++++ DATA RECORDS
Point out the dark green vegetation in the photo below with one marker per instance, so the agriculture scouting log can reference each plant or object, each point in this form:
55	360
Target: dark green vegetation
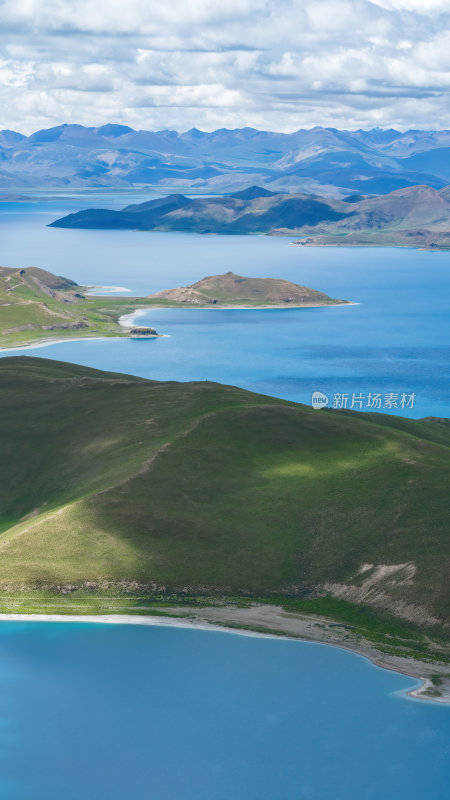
114	484
35	305
415	216
234	290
++++++++
WHAT YOU NEED TO DO ::
With the pictures removed, set down the entire listing exactly.

RESPONSE BELOW ::
Point out the dark green vegetation in the photo below with one marker per instance, so the agriculture scouting log can reference each plant or object, each point in this form:
55	360
Target: dark green vegetation
114	484
35	305
415	216
234	290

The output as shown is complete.